• To do:
Exact copies of all entries are needed. Pictures are to be left out.

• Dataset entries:
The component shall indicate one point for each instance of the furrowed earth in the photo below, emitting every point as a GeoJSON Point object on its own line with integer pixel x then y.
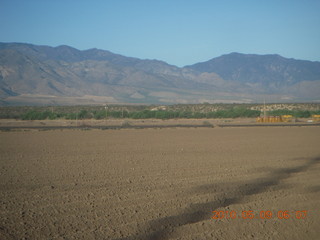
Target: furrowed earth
{"type": "Point", "coordinates": [161, 183]}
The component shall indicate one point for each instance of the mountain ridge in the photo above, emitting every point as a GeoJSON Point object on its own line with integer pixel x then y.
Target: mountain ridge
{"type": "Point", "coordinates": [28, 71]}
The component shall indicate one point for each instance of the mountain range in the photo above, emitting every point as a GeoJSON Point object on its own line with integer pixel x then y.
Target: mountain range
{"type": "Point", "coordinates": [43, 75]}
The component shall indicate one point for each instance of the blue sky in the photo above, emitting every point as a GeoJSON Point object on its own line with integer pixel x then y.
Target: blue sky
{"type": "Point", "coordinates": [180, 32]}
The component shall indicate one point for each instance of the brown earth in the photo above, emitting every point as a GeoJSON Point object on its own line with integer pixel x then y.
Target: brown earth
{"type": "Point", "coordinates": [160, 183]}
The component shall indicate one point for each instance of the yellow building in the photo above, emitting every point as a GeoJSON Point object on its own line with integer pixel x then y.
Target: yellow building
{"type": "Point", "coordinates": [316, 118]}
{"type": "Point", "coordinates": [286, 118]}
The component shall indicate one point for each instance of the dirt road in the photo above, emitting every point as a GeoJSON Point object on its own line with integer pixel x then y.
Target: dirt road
{"type": "Point", "coordinates": [202, 183]}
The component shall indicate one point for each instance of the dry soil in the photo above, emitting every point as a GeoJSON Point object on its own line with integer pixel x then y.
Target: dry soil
{"type": "Point", "coordinates": [160, 183]}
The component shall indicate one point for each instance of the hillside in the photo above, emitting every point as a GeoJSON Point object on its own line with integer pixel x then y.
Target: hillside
{"type": "Point", "coordinates": [37, 75]}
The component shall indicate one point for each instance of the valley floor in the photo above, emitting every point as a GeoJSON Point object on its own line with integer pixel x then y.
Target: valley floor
{"type": "Point", "coordinates": [161, 183]}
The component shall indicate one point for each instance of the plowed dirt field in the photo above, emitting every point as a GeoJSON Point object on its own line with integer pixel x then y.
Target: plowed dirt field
{"type": "Point", "coordinates": [208, 183]}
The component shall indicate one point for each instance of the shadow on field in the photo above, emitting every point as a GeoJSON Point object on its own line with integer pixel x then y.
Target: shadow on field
{"type": "Point", "coordinates": [162, 228]}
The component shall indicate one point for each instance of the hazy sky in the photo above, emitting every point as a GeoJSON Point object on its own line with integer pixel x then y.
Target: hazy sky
{"type": "Point", "coordinates": [180, 32]}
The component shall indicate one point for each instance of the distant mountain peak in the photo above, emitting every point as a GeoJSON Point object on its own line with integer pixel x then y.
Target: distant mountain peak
{"type": "Point", "coordinates": [29, 72]}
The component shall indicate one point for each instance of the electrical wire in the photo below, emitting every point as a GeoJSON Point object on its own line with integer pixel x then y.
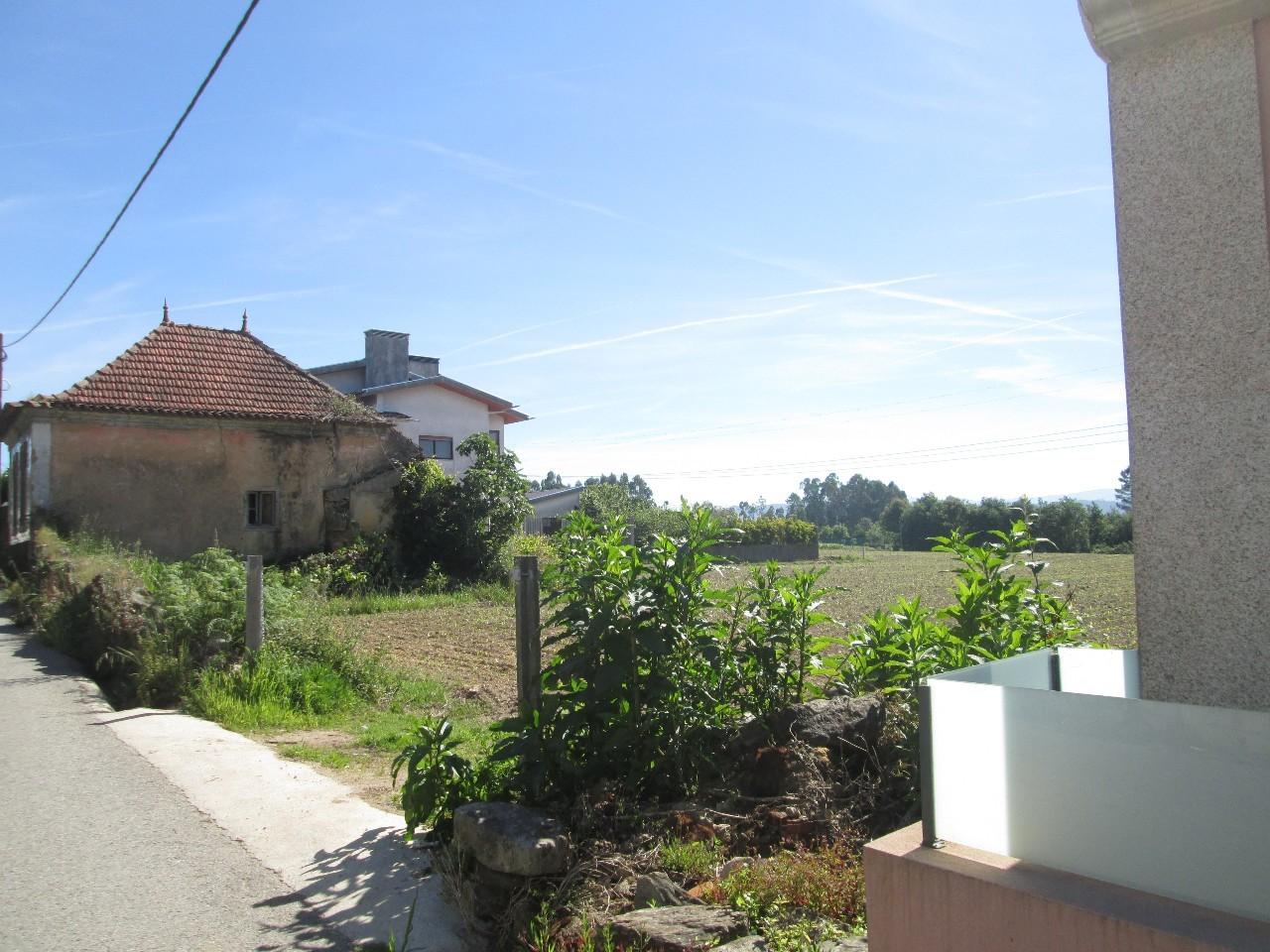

• Expected output:
The component shall indicate one point for each instance of the furrowed earth in the photo below, emitting every point as a GeoJSON Point object on its own line with integer pixel x then y.
Target: furrowed earth
{"type": "Point", "coordinates": [161, 183]}
The component shall indicate one point for each instance of the mountain ridge in the photo above, emitting every point as a GeoJSON Point object on its own line with integer pixel x then y.
Target: mountain ridge
{"type": "Point", "coordinates": [28, 71]}
The component shall indicate one point for each instance of the mountain range in the photo above, emitting every point as a GeoJSON Point object on its own line with integer pixel x then y.
Target: mountain range
{"type": "Point", "coordinates": [43, 75]}
The component shall indicate one point for each instance of the blue sky in the photo above, emitting every point as a GeoJSON Point object on its own line with integer pixel x then y.
Target: blue sky
{"type": "Point", "coordinates": [180, 32]}
The component shall indicate one point for each instance of the brown earth in the photo above, emitting every point as a GeoJSON Point object on its own line with integer pixel x then y.
Target: brown earth
{"type": "Point", "coordinates": [160, 183]}
The component shall indicate one point for each instance of the yellow building in the photo above, emitting every point as a GeoJSON Point object on its own line with integer pixel x then y.
Target: yellow building
{"type": "Point", "coordinates": [316, 118]}
{"type": "Point", "coordinates": [286, 118]}
The component shall indicate one point for each instance of the dirt road in the photo above, emitting every point as a GeoJSON Point object on its own line with integer pixel x then y.
Target: dirt road
{"type": "Point", "coordinates": [202, 183]}
The component shall indicate one point for each instance of the dry soil in the photo above, emitting every point as a GeoJSON Point object on its own line with integer pixel x then y.
Target: dry soil
{"type": "Point", "coordinates": [160, 183]}
The component shall indicate one point for each instance of the hillside in the photo above, emitting every point as a GeoJSON Point object on its own line with integer pixel x then y.
Target: hillside
{"type": "Point", "coordinates": [37, 75]}
The component shall indicate one point for each instance of the valley floor in the photo above, emitting every point as a GeoJSON Point object on its own line with integer pixel x then y.
Target: valley floor
{"type": "Point", "coordinates": [161, 183]}
The component shall indicate one point for each instance of the plowed dirt field in the photo above, emitting every point as a GeoJSON Point object on its own line with integer pixel x then y.
Target: plowed dirt field
{"type": "Point", "coordinates": [208, 183]}
The component shall indicate one point for each instance of the shadow on field in the photo above, emitting every point as a GeoJSON Point object on its own line with integer pixel x then y.
Target: shadow on field
{"type": "Point", "coordinates": [162, 228]}
The component shall indicate one point for each instance of the hazy sky in the photo above, emitting every point as a GeoJSON Point object on its own line with integer pixel x then y.
Target: hazy sky
{"type": "Point", "coordinates": [180, 32]}
The component shall indicate one point for each instance of the distant mountain peak in the photo above, emitting every point as a GeoJSON Point object on its own line with integer pixel x then y.
Target: distant mountain peak
{"type": "Point", "coordinates": [29, 72]}
The component shall indicate one point for each instance of the electrical wire in the photo below, emitting every point as a GeoJSON Point object on its own line with integer pixel x then y.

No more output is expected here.